● **Что нужно сделать**:
(1) Перескажите текст в двух предложениях.
(2) На какой улице, согласно тексту, находилась мастерская Оскара Рабина?

● **Текст**:
Помню его ошеломляющую по смелости и чистоте замысла пространственную композицию на фоне Триумфальной арки в Париже, торжественное сплетение этих красных цилиндрических балок, внутри которого ощутимы одновременно взрывное напряжение и успокоение, синтез, внутренняя замкнутая гармония. И эта структура, напоминающая и о 1920-х годах, и о еще не наступившем будущем, вступает в смелый диалог с привычной пышностью арки. С одной стороны, этот диалог ненадолго: скульптура Файфа находила здесь лишь временное пристанище. Но этот диалог и очень надолго: Файф населил мир своими летучими образами, память о которых вполне реальна и вещественна.

Как он работал! Изредка урывал для сна два-три часа, порою вовсе не ложился. Понятия отдыха для него просто не было, лишь поздние застолья и долгие разговоры, особенно задушевные в ту зиму 1989 года. Он рано умер, хотя, чудится, прожил много – многое успел сделать, а жизнь не дожил.

Рядом с гигантским параллелепипедом Бобура (Центра Жоржа Помпиду) в тот год установили колоссальное электрическое табло с многозначной цифрой. Каждую секунду это астрономическое число уменьшалось на единицу: шел отсчет секундам, оставшимся до нового тысячелетия. Люди несколько даже испуганно наблюдали за истаивающим временем. Я вспомнил прославленные Хемингуэем строчки Джона Донна: «…не спрашивай никогда, по ком звонит колокол: он звонит по тебе». Все же, наверное, только галльский «острый смысл» смог изобрести столь непреклонно точное изображение Исхода Времени. А за пять франков можно было купить открытку и, сунув ее в щель особого прибора, отметить на ней время. Пока открытка вынималась из щели, проходило еще несколько секунд. Жизнь утекала на глазах крохотными осязаемыми мгновениями, четко обозначаемыми на табло.

В Помпиду – большая выставка Эрика Булатова. Рядом, в частной галерее, инсталляция Ильи Кабакова, совсем близко – на улице Кенкампуа – мастерская Оскара Рабина.

Сейчас я перечитал собственную статью о наших художниках в Париже, опубликованную ровно десять лет назад. Тогда я впервые увидел Кабакова не на картинках в журнале, а наяву. Удивительно, тогдашнее мое суждение не показалось мне устаревшим.

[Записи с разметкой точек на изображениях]
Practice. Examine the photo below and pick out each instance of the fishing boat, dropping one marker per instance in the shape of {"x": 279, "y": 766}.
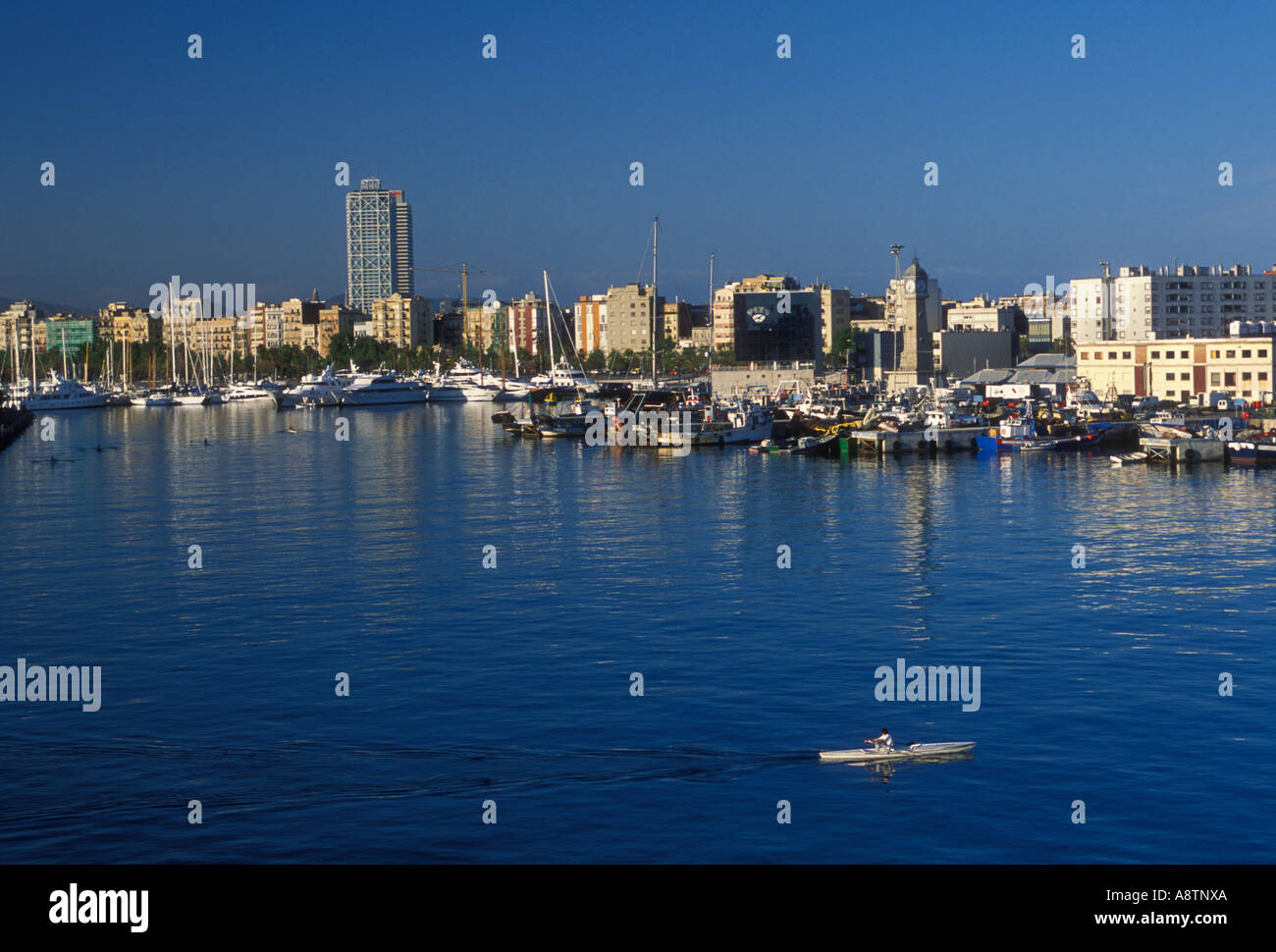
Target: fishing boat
{"x": 1126, "y": 458}
{"x": 913, "y": 752}
{"x": 1251, "y": 451}
{"x": 802, "y": 446}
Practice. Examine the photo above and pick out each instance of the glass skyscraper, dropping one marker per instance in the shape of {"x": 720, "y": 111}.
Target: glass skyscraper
{"x": 378, "y": 245}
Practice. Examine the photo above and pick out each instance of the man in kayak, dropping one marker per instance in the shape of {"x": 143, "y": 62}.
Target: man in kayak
{"x": 883, "y": 743}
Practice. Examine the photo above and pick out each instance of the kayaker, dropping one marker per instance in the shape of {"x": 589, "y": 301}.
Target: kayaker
{"x": 883, "y": 743}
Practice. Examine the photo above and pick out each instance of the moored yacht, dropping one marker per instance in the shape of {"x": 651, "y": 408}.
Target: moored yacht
{"x": 245, "y": 394}
{"x": 60, "y": 394}
{"x": 314, "y": 391}
{"x": 384, "y": 387}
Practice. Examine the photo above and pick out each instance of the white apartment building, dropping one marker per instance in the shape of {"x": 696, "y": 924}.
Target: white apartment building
{"x": 1186, "y": 300}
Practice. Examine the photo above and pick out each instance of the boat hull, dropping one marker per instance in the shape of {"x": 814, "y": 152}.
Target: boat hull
{"x": 1243, "y": 453}
{"x": 914, "y": 752}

● **Ответы на задания**:
(1) Автор вспоминает композицию Файфа из красных цилиндрических балок на фоне Триумфальной арки в Париже, а также то, как много этот скульптор работал и как рано умер. Кроме того, он описывает табло у Центра Помпиду, отсчитывавшее секунды до нового тысячелетия, и упоминает выставку Булатова, инсталляцию Кабакова и мастерскую Рабина.

(2) На улице Кенкампуа.